>> Start
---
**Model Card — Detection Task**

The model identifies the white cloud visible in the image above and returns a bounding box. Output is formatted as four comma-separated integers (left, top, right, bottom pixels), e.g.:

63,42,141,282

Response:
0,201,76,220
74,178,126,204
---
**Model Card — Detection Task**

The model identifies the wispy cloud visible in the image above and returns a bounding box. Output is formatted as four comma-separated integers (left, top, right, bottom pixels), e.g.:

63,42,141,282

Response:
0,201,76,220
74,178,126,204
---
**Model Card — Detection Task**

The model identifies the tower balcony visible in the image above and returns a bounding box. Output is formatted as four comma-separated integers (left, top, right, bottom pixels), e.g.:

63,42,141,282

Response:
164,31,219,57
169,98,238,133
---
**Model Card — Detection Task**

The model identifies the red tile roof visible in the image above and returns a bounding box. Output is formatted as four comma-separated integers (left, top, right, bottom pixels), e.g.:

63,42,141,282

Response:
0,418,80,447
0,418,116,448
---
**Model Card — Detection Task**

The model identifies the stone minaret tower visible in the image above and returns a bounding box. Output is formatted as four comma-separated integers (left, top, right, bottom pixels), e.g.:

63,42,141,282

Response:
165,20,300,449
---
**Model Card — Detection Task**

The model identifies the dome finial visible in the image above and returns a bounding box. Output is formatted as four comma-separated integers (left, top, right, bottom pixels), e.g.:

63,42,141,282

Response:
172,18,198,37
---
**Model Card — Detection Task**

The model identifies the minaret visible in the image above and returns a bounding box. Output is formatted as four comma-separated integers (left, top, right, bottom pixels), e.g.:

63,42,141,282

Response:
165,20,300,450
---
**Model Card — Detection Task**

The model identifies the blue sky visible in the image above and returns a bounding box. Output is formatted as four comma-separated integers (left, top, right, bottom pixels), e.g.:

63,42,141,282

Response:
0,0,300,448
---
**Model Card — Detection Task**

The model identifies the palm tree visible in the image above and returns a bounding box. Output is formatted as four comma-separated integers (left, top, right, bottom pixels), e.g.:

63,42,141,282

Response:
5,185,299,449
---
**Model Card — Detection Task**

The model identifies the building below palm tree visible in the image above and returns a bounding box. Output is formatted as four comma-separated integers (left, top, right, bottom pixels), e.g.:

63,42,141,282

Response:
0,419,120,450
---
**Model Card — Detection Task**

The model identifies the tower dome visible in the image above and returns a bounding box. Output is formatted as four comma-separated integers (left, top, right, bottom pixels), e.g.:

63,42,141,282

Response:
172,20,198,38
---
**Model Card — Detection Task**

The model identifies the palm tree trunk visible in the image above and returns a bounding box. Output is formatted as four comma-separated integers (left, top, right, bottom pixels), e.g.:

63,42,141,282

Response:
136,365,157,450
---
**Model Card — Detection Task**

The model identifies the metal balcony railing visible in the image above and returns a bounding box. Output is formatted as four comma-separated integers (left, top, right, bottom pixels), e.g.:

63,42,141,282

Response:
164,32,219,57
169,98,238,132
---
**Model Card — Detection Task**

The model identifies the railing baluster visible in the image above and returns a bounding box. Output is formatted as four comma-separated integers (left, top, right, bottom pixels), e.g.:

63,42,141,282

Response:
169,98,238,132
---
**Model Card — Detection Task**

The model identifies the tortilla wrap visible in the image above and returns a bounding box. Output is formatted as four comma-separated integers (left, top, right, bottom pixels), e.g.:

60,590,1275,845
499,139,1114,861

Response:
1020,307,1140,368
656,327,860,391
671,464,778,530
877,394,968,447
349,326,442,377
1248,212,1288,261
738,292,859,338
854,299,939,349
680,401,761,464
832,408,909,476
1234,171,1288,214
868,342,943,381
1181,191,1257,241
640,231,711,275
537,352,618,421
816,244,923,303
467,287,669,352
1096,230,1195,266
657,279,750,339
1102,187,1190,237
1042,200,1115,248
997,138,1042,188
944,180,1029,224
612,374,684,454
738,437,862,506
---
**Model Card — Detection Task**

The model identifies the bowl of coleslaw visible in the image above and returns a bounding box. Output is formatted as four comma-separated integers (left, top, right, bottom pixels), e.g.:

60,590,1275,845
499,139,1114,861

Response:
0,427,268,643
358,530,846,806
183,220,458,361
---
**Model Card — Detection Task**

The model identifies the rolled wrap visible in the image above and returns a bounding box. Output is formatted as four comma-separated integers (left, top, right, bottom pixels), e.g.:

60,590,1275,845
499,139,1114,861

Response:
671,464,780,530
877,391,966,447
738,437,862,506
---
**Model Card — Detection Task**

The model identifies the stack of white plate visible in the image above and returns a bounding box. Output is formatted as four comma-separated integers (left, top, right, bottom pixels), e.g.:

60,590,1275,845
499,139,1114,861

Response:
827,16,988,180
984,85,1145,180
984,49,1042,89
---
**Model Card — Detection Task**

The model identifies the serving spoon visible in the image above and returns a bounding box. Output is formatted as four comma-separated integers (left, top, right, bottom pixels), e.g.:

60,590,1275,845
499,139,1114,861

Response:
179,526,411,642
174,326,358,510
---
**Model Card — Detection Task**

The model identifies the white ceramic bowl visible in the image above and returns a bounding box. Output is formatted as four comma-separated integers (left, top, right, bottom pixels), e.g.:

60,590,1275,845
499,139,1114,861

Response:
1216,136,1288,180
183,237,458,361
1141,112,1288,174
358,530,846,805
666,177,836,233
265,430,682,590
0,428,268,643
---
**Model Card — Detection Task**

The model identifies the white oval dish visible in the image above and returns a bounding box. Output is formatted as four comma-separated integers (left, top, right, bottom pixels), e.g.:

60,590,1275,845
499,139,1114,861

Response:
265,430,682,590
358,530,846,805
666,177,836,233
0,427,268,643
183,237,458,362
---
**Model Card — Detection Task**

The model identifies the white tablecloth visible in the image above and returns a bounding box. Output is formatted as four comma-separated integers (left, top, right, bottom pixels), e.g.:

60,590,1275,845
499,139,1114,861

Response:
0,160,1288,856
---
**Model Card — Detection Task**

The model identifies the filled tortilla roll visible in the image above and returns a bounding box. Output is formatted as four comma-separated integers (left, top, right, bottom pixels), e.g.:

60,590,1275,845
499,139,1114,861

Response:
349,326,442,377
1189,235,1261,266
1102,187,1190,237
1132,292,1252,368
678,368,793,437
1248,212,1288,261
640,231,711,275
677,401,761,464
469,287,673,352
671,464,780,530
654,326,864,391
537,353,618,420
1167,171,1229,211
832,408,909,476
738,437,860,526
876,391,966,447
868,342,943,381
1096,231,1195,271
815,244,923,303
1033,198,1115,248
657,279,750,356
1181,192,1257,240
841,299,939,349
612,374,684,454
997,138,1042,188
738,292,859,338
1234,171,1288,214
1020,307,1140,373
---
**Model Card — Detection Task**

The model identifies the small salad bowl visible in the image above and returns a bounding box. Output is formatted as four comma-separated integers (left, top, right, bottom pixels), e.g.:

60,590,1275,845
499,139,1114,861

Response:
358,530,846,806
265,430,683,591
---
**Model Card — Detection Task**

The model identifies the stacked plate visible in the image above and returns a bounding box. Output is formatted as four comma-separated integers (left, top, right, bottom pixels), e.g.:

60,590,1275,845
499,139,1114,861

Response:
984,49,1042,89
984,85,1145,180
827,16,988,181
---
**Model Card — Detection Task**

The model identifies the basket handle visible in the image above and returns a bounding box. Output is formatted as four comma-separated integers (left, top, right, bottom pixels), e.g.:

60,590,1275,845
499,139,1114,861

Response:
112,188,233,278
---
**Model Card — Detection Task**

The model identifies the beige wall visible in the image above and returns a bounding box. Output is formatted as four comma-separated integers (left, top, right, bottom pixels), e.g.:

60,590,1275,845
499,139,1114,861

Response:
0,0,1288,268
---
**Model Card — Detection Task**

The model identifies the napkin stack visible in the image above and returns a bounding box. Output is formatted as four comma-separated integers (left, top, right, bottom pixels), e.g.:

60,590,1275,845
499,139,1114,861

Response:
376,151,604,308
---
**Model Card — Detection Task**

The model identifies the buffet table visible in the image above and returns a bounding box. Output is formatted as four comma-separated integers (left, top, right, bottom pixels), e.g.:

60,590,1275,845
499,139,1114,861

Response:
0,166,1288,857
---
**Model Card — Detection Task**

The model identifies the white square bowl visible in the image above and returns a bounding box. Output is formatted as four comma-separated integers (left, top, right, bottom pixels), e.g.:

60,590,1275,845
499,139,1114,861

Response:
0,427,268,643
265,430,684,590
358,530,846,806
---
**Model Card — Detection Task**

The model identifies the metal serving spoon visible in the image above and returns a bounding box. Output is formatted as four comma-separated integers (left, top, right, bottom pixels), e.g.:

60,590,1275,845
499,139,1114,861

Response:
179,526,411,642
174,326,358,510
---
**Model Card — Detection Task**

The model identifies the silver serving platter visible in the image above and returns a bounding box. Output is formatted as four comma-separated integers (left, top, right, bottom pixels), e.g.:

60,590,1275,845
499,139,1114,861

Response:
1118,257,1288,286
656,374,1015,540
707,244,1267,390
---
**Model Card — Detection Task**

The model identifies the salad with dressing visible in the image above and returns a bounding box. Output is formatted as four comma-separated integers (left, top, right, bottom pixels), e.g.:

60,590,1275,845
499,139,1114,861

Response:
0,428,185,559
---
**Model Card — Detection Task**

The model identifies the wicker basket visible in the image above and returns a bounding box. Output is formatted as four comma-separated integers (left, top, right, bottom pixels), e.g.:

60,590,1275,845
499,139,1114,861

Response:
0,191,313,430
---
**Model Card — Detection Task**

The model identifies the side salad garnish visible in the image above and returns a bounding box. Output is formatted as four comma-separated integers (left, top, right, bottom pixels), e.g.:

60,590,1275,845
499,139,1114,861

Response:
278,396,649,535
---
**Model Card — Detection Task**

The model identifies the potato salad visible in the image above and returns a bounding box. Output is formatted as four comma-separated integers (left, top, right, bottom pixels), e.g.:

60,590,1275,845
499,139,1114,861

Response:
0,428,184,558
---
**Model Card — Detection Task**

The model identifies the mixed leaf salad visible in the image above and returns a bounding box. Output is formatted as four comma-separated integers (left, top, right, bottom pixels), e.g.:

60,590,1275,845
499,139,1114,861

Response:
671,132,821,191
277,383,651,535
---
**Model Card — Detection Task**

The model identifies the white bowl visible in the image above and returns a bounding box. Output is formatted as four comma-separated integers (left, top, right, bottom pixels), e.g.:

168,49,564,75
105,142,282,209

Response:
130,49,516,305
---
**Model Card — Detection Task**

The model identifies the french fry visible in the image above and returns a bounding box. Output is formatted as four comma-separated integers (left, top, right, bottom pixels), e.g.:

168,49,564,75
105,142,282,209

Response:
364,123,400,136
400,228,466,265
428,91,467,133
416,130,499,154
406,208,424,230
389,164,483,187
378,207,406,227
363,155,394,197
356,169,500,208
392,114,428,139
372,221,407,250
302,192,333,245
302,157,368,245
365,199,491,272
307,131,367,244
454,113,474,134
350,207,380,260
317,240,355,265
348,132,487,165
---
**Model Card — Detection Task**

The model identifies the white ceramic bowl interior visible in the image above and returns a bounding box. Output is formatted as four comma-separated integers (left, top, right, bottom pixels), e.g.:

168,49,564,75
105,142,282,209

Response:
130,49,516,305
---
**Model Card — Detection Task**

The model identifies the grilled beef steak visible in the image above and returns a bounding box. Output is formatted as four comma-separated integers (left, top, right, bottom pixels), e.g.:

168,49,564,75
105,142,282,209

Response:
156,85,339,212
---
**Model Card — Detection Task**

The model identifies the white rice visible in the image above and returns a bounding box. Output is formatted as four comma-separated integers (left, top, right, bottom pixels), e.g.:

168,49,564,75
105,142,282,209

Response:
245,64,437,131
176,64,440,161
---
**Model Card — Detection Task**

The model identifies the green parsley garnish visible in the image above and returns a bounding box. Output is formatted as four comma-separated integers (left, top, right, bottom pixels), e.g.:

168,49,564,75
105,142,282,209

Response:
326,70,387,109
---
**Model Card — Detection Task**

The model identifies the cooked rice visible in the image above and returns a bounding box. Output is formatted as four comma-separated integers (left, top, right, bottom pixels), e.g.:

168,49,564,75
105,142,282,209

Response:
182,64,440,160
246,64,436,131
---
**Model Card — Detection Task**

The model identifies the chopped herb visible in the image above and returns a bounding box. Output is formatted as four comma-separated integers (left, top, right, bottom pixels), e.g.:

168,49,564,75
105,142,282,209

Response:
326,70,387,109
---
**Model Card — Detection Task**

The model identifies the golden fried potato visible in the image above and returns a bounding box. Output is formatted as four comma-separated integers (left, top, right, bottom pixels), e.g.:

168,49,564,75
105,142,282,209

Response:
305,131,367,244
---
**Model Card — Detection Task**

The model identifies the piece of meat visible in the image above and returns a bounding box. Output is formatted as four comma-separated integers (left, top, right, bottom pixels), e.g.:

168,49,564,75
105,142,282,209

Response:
>> End
**Exercise instructions**
Put each line of the listing, from its first line through the line containing "169,98,238,133", into a JSON list of strings, one string per line. Include both of those lines and omit blank lines.

**Exercise solution**
[
  "---",
  "**Model Card — Detection Task**",
  "The model identifies the white cloud visible in the image above and returns a bounding box. Output is formatted as four comma-separated integers (left, top, right, bottom pixels), e.g.:",
  "63,42,141,282",
  "Response:",
  "0,201,76,220",
  "74,178,126,204",
  "---",
  "**Model Card — Detection Task**",
  "The model identifies the wispy cloud visible in the image above and returns a bounding box. Output is formatted as four comma-separated integers (left, top, right, bottom pixels), e.g.:",
  "63,42,141,282",
  "Response:",
  "0,201,76,220",
  "74,178,126,204",
  "---",
  "**Model Card — Detection Task**",
  "The model identifies the tower balcony visible in the image above and returns a bounding box. Output is formatted as four comma-separated integers (left, top, right, bottom pixels), e.g.:",
  "63,42,141,282",
  "Response:",
  "164,31,219,57",
  "169,98,238,133"
]